Let's create train/test splits for our datasets:

In [4]:
# Create train/test splits (80/20)
wine_train, wine_test = train_test_split(wine_df, test_size=0.2, random_state=42, stratify=wine_df['target'])
housing_train, housing_test = train_test_split(housing_df, test_size=0.2, random_state=42)

print("Training set sizes:")
print(f"Wine: {len(wine_train)} samples")
print(f"Housing: {len(housing_train)} samples")

# Convert to TabularDataset
wine_train_data = TabularDataset(wine_train)
wine_test_data = TabularDataset(wine_test)
housing_train_data = TabularDataset(housing_train)
housing_test_data = TabularDataset(housing_test)

- - - -

| Written request 1 |
Answer these about the code excerpt:
(a) What test size is passed to train_test_split?
(b) Which dataset's split is stratified, and on what column?
(c) What is each train and test split converted into at the end?

Data listing
- - - -

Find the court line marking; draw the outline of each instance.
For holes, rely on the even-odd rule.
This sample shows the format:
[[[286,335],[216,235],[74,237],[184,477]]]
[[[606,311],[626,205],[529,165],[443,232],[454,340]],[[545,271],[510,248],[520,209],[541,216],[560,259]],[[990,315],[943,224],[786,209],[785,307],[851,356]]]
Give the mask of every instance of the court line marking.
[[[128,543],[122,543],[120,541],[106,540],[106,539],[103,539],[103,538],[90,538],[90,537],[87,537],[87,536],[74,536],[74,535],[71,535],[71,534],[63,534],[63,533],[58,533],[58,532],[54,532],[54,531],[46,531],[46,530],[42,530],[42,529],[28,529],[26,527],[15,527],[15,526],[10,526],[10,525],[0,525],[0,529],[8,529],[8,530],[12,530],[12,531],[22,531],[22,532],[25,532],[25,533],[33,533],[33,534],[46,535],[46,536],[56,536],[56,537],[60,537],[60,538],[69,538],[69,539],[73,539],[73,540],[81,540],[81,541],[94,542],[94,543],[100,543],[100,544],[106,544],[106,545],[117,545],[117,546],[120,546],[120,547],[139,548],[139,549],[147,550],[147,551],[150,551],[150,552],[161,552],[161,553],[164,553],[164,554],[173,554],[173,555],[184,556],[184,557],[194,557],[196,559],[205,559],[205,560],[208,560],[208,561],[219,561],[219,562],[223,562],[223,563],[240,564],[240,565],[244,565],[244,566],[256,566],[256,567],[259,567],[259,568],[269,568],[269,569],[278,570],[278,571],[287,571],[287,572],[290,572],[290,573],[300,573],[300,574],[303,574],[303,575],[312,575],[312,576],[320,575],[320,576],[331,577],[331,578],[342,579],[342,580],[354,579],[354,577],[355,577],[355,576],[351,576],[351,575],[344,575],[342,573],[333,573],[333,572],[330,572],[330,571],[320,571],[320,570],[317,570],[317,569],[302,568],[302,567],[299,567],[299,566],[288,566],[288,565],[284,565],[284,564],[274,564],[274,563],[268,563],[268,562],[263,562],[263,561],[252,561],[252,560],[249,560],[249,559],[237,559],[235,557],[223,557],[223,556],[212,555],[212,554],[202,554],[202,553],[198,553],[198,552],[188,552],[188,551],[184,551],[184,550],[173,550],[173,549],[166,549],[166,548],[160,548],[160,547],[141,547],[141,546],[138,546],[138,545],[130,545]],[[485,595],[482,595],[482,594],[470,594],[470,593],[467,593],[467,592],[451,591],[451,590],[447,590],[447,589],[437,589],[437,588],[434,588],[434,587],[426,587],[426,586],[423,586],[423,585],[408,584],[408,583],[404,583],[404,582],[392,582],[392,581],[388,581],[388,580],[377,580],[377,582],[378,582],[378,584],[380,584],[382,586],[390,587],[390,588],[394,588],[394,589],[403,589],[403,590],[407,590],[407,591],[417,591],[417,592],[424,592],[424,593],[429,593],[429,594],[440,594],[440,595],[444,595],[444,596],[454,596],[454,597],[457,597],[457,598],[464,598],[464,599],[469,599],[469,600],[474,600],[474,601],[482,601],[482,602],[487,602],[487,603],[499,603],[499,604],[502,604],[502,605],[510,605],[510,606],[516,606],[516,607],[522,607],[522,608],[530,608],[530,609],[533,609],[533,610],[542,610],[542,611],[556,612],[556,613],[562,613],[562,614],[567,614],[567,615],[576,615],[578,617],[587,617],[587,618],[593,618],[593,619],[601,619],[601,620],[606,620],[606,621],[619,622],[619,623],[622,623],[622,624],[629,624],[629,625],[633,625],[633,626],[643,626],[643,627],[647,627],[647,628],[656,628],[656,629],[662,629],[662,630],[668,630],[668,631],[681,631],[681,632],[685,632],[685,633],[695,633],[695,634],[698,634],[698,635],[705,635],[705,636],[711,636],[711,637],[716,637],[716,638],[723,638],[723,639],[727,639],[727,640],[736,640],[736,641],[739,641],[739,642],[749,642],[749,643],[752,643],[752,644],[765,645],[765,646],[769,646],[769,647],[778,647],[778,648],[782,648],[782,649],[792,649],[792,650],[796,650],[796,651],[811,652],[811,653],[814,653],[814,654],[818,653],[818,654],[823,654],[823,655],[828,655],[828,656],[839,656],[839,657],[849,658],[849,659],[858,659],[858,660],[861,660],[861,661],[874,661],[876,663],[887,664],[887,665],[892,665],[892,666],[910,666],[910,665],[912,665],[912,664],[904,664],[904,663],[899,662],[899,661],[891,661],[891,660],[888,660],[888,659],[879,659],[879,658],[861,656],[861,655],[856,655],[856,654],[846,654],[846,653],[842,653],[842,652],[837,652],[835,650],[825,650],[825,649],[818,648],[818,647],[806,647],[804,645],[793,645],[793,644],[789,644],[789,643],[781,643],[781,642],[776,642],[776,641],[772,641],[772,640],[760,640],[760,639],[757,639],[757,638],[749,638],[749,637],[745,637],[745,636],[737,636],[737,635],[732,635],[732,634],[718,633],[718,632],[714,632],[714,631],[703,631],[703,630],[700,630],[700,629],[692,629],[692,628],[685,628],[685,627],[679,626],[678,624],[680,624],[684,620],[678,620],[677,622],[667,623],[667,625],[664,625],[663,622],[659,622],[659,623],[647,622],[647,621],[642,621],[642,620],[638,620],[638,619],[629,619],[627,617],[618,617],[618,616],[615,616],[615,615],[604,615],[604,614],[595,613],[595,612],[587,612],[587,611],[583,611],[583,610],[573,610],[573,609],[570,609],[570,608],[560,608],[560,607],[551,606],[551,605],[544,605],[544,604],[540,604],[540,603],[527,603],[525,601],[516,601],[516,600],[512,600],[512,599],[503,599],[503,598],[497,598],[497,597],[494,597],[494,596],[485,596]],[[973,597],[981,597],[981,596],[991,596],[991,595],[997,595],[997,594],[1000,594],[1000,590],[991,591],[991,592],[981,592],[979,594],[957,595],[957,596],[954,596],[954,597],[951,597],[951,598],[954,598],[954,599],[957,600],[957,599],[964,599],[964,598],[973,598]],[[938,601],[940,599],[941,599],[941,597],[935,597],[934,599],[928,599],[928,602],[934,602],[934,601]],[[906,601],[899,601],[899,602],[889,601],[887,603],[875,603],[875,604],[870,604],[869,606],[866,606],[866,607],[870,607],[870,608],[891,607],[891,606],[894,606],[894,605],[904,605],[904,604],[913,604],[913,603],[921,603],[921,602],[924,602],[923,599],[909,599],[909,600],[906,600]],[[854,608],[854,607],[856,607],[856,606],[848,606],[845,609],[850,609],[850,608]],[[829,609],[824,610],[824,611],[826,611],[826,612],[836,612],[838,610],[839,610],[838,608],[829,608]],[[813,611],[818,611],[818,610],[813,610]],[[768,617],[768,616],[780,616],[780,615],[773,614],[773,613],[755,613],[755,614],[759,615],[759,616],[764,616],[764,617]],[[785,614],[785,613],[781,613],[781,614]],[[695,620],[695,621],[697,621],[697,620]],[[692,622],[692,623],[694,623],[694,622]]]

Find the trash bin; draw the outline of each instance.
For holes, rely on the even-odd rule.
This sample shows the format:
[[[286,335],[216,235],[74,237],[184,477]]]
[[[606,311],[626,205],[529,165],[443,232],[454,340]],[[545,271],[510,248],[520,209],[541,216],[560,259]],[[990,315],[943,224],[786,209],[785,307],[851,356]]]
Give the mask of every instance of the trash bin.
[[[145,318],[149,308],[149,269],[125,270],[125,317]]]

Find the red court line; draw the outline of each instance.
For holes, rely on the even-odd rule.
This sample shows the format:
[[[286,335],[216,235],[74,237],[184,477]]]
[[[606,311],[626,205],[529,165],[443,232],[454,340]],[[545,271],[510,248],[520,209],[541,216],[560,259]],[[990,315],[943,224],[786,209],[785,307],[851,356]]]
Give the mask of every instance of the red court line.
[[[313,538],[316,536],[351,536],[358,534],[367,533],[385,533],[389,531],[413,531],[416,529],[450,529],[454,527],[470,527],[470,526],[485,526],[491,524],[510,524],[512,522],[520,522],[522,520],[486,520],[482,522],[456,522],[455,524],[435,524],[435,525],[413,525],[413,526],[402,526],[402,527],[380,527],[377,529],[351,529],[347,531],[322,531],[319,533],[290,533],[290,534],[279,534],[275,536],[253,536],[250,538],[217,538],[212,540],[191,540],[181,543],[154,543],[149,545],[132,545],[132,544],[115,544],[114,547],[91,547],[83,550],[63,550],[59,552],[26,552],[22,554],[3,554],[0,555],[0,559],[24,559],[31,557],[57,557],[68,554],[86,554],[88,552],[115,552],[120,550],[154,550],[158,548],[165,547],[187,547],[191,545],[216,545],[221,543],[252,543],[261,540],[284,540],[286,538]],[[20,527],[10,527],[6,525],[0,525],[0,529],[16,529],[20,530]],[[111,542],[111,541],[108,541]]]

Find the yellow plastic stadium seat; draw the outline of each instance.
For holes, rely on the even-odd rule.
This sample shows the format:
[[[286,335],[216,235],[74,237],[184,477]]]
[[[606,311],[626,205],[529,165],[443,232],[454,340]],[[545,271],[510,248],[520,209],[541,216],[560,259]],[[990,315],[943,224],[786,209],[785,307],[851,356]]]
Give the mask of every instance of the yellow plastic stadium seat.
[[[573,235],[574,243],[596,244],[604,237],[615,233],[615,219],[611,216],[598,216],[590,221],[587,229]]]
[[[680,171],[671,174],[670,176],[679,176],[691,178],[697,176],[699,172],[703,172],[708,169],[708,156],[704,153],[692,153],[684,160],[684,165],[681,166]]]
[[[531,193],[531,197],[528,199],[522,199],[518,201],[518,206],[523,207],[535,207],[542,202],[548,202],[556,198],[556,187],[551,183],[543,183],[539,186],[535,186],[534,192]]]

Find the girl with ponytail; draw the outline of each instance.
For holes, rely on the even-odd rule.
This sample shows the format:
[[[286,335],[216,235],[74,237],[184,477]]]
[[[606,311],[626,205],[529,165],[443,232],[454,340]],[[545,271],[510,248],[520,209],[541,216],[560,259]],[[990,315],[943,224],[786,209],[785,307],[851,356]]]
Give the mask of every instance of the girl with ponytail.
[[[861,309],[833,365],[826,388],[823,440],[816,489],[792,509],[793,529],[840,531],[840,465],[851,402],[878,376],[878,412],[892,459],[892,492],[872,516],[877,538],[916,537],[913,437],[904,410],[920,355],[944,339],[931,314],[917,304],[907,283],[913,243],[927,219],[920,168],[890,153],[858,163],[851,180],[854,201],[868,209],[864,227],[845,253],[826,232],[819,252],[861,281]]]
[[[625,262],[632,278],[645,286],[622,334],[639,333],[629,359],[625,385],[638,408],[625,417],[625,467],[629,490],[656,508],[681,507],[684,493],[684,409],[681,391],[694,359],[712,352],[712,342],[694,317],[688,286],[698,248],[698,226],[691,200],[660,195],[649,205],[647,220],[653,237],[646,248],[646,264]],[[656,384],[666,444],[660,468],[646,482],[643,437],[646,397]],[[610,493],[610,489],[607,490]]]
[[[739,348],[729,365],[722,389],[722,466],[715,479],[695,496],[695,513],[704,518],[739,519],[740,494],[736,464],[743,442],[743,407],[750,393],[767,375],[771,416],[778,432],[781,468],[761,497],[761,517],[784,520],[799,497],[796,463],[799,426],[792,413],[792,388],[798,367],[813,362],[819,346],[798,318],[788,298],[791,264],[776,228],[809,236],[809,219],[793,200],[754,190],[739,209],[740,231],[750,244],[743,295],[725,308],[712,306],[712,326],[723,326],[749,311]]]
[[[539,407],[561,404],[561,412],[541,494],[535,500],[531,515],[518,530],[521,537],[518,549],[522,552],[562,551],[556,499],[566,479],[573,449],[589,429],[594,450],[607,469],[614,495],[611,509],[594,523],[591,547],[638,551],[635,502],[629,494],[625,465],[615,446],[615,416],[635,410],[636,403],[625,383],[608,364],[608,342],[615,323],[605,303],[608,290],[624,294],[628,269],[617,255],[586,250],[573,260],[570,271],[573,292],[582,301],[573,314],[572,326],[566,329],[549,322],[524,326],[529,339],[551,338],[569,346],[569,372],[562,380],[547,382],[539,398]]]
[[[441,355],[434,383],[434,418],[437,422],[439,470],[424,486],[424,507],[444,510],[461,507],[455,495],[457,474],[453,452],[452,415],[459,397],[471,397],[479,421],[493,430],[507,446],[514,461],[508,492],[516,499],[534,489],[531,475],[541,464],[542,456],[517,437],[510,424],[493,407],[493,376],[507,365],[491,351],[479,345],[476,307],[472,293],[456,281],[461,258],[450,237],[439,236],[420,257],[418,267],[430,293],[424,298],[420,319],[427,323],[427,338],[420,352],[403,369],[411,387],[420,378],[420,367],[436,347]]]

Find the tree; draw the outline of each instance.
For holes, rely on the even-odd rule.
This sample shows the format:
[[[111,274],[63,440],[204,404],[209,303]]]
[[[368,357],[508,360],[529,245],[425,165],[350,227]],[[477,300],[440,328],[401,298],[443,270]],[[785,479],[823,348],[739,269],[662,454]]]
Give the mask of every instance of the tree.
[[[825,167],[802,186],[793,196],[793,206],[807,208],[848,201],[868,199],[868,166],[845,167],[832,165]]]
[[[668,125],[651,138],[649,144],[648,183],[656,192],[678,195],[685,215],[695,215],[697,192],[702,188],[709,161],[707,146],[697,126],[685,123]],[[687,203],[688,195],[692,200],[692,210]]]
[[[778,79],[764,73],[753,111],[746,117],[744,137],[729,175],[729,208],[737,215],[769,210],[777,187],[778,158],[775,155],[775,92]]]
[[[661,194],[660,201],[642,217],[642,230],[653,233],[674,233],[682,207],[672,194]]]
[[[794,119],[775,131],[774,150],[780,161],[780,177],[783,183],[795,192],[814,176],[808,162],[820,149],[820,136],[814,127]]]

- - - -

| Written request 2 |
Retype everything in the data listing from its first line down to the line containing "Give the mask of every instance of the court", both included.

| Expected answer 1 |
(a) 0.2
(b) The wine dataset, stratified on wine_df['target']
(c) A TabularDataset

| Expected answer 2 |
Find the court line marking; draw the outline of each instance.
For holes, rely on the even-odd rule.
This sample shows the format:
[[[286,335],[216,235],[74,237],[184,477]]]
[[[606,311],[626,205],[529,165],[443,232],[454,340]],[[545,271],[510,248],[520,209],[541,216],[560,259]],[[990,315],[943,224],[786,209],[785,307],[851,356]]]
Give the mask of every instance of the court line marking.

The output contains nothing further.